**Jobs:**
a – Set down the passage of the distributed storage write-up from "Non-distributed Storage (Single-Master" up to and including "becomes a bottleneck.".
b – For each statement, answer yes or no to whether it agrees with the distributed storage write-up, and quote the words from it that decide the answer: (i) the head barista copies changes to the read replicas asynchronously; (ii) with read replication, every update shows up on all copies at once; (iii) the simple notepad stands for a single-server database.
* BEGIN Document excerpt *
Setting the Stage for Distributed Storage Link to heading

single master database

Non-distributed Storage (Single-Master System):

Imagine your favorite local coffee shop. Keeping track of customer preferences on a simple notepad (single-server database) is a breeze. New entries are readily added, and the system is clear-cut. However, as the shop’s popularity explodes, the notepad becomes a bottleneck.

Read Replication Link to heading

read replication Read Replication:

  • The coffee shop thrives and attracts more customers.
  • To handle the increased workload, the barista team expands.
  • The single pad of paper (master database) is replicated for the new baristas (read replicas).
  • The head barista (master) updates the original pad, then copies the changes to the replicas (asynchronously).

Benefits:

  • Scales read traffic: Customers can be served faster by multiple baristas (read replicas) accessing customer preferences.

Drawbacks:

  • Eventual Consistency: Updates might not be immediately reflected on all copies. Ordering a new favorite drink might not be available to all baristas right away.
* END Document excerpt *
* BEGIN Source material *
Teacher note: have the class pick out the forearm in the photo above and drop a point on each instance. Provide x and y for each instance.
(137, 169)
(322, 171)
* END Source material *
**Response list:**
a –
Non-distributed Storage (Single-Master System):

Imagine your favorite local coffee shop. Keeping track of customer preferences on a simple notepad (single-server database) is a breeze. New entries are readily added, and the system is clear-cut. However, as the shop’s popularity explodes, the notepad becomes a bottleneck.

b –
(i) Yes: "The head barista (master) updates the original pad, then copies the changes to the replicas (asynchronously)."
(ii) No: "Updates might not be immediately reflected on all copies."
(iii) Yes: "Keeping track of customer preferences on a simple notepad (single-server database) is a breeze."